### What you have to do
Pull out each line of the listing below that contains the word "dark".
* Begin Input records *
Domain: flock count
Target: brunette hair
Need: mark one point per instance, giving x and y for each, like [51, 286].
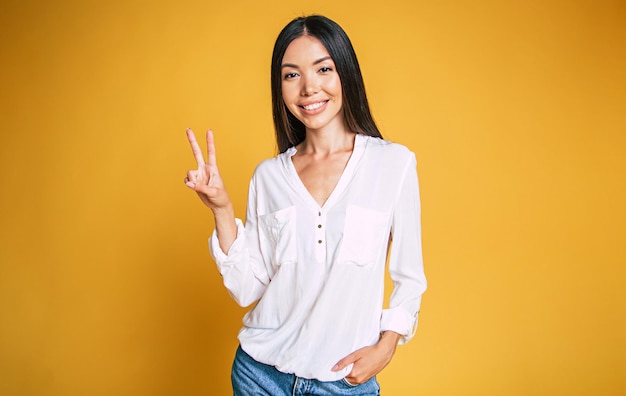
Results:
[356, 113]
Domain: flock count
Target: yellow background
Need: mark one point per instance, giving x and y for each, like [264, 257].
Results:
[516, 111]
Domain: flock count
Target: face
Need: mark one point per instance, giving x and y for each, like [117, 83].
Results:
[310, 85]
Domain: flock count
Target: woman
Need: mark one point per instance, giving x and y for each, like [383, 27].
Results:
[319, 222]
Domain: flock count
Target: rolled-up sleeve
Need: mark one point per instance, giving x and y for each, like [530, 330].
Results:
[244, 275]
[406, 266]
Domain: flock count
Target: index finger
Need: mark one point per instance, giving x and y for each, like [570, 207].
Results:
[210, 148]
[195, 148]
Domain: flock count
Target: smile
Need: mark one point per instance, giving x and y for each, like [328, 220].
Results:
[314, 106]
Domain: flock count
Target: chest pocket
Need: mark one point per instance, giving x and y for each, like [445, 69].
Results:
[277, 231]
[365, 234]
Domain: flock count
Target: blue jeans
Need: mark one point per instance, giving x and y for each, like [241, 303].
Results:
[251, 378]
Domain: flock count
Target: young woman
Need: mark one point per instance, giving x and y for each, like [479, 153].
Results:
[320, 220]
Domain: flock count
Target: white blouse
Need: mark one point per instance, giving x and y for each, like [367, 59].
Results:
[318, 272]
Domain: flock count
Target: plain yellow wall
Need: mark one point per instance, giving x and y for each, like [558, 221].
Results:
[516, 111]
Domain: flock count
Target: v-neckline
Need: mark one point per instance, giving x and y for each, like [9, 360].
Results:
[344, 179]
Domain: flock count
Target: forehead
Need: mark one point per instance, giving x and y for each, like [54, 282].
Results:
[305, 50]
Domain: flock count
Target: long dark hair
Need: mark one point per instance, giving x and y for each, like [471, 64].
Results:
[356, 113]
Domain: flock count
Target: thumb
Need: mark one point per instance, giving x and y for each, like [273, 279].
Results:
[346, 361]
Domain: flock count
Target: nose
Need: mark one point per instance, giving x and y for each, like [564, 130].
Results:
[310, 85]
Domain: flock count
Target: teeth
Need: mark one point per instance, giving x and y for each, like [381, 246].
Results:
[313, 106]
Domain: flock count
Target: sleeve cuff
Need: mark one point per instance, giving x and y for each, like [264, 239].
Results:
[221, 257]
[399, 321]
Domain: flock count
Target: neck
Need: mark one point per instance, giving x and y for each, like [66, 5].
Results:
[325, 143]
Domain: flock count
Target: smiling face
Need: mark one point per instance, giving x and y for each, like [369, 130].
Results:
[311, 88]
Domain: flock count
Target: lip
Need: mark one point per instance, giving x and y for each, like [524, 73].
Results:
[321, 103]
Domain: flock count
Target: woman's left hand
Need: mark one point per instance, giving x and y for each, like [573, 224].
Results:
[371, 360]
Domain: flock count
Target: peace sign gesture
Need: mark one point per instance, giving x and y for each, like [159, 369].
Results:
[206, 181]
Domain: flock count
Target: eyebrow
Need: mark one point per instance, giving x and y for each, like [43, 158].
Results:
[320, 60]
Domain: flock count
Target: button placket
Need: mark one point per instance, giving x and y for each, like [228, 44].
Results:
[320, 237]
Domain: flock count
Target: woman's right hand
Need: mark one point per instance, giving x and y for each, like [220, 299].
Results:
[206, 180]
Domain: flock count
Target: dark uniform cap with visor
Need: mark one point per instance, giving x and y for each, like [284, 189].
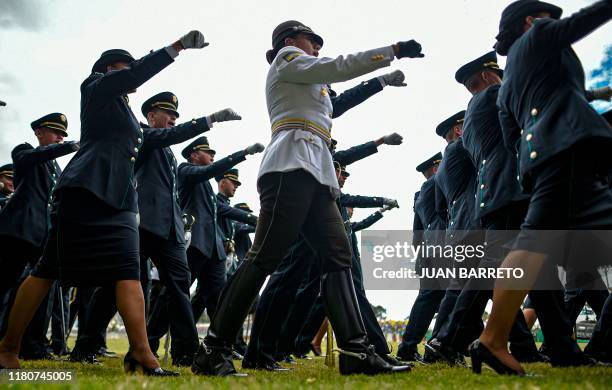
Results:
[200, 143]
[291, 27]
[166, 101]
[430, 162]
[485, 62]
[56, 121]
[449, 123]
* End Input records *
### Exercise output
Target: long dark hair
Target: dark uniform cap with visor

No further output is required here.